Copy the material from the line containing "target | metal railing" through to its end, changing "boat deck" to "ship deck" and leaving everything else as it is.

** Start Provided material **

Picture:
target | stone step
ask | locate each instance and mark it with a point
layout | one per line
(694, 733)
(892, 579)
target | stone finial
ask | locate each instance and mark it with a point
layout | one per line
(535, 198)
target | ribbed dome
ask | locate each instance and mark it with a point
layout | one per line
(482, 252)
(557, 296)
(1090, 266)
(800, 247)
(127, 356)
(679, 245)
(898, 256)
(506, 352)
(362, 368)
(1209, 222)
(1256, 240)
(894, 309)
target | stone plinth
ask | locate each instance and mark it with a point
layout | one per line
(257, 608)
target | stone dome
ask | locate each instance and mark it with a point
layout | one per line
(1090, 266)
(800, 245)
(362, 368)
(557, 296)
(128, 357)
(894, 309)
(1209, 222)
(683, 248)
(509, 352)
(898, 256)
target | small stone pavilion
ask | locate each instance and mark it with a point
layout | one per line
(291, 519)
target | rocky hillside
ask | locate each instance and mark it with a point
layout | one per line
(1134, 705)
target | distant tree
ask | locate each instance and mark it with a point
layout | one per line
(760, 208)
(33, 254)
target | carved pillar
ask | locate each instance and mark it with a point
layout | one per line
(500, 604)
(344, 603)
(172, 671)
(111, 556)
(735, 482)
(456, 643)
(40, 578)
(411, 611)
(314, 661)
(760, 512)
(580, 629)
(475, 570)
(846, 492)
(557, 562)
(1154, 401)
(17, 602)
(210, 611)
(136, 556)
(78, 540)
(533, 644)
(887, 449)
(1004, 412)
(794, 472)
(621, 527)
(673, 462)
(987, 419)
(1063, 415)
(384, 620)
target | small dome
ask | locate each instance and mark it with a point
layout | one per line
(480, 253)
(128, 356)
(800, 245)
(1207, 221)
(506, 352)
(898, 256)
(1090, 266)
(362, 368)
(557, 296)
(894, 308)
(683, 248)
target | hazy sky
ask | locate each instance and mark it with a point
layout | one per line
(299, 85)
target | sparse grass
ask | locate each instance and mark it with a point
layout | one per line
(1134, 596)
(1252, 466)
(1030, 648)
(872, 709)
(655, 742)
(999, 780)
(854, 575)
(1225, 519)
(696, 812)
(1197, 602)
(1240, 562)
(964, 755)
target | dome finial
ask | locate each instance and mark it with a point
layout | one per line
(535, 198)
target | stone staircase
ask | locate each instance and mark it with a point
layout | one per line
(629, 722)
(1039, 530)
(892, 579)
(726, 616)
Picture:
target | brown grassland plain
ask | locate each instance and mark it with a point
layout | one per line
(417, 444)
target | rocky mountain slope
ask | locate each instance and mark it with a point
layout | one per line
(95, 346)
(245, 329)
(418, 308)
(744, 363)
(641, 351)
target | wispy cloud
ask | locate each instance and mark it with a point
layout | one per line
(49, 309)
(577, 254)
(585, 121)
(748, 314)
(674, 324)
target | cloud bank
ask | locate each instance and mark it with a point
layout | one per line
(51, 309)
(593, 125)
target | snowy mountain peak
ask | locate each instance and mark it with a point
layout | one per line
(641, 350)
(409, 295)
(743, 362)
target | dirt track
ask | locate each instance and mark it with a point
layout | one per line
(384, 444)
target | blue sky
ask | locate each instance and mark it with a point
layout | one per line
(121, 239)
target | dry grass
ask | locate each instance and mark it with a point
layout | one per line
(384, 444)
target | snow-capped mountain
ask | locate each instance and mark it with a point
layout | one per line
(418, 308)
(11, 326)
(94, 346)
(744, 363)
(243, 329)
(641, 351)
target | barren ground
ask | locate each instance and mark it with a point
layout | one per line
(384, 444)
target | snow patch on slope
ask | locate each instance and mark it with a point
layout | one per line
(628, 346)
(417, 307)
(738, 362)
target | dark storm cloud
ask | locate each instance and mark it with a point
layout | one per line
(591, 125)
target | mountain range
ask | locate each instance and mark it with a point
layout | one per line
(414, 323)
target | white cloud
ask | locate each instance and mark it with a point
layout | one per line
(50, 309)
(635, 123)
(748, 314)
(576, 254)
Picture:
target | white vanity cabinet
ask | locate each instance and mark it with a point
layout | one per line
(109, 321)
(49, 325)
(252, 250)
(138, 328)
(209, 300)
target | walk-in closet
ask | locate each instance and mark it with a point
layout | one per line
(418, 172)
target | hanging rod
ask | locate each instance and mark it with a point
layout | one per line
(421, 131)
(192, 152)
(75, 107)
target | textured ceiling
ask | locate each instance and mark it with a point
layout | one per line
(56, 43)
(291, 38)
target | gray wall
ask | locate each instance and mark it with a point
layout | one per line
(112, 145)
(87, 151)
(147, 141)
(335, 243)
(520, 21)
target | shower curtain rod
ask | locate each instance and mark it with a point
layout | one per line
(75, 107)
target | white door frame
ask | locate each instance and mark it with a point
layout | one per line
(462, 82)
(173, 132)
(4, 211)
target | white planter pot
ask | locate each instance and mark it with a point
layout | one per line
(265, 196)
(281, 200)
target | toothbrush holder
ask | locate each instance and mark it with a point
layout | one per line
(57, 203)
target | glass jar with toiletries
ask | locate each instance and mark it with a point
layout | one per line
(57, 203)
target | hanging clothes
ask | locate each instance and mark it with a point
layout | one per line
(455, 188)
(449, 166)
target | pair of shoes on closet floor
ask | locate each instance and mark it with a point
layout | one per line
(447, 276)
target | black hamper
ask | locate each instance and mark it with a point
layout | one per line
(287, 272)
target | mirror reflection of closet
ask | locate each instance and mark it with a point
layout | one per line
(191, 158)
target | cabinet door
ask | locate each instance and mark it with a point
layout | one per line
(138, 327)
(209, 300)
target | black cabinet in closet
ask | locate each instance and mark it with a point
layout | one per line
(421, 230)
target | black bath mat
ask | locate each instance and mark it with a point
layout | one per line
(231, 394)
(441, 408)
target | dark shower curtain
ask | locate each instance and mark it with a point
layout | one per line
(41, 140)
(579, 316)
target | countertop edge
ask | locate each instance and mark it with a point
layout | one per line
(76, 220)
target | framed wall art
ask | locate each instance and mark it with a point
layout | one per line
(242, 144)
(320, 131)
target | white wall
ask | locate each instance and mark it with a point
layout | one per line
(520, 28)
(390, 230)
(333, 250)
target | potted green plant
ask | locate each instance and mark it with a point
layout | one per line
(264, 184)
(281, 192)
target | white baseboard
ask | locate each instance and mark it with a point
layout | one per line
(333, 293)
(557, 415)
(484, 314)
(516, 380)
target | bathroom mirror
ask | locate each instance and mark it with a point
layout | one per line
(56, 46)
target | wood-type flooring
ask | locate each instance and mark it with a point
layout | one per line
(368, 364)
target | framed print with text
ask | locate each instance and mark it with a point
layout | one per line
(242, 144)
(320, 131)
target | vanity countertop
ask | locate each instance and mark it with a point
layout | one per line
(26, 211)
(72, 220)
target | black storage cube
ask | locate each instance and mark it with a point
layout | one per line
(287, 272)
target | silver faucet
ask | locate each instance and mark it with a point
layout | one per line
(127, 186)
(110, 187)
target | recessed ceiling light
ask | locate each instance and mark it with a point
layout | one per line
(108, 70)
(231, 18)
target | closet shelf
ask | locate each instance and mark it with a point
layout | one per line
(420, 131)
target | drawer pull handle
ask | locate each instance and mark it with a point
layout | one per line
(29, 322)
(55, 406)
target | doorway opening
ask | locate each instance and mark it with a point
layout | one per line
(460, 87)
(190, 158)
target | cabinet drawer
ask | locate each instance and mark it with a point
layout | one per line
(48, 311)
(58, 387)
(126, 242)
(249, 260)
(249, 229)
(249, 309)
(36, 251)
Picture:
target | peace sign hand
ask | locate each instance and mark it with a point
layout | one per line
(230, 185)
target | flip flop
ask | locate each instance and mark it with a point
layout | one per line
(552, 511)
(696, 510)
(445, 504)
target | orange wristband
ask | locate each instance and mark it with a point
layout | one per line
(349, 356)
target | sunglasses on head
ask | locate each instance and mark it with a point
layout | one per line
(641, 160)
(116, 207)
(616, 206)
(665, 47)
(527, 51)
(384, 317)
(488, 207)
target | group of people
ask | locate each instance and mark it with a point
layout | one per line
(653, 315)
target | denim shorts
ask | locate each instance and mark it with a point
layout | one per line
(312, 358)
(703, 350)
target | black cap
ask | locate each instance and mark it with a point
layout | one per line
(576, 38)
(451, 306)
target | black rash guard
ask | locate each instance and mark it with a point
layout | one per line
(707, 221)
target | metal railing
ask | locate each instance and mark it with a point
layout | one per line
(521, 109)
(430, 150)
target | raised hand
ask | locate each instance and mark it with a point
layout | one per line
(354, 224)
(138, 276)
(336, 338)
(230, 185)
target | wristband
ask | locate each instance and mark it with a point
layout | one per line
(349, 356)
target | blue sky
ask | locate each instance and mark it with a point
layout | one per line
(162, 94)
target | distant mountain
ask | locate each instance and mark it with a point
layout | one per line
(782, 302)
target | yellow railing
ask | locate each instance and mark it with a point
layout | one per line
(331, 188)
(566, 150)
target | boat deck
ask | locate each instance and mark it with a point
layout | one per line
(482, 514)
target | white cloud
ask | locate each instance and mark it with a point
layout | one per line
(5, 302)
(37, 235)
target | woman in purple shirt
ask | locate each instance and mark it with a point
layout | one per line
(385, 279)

** End Provided material **

** Result **
target | metal railing
ask | locate each instance and mark it with a point
layout | one per line
(521, 109)
(430, 150)
target | raised hand
ask | locate each instance and mark it with a point
layout | one per line
(354, 224)
(138, 276)
(336, 338)
(230, 185)
target | wristband
ask | locate each instance and mark it with a point
layout | one per line
(349, 356)
target | blue sky
ask | locate each instance and mark it with a point
layout | one per line
(162, 94)
target | distant mountain
ask | locate each instance and mark it with a point
layout | one per line
(782, 302)
target | yellow railing
ask | locate each instance and mark it with a point
layout | one per line
(331, 188)
(566, 150)
target | ship deck
ask | locate each instance and mark it with a point
layout | one per line
(482, 514)
target | white cloud
ask | locate each instance and mark it with a point
layout | one per line
(5, 302)
(37, 235)
target | woman in purple shirt
ask | locate each instance and mark it with a point
layout | one per line
(385, 279)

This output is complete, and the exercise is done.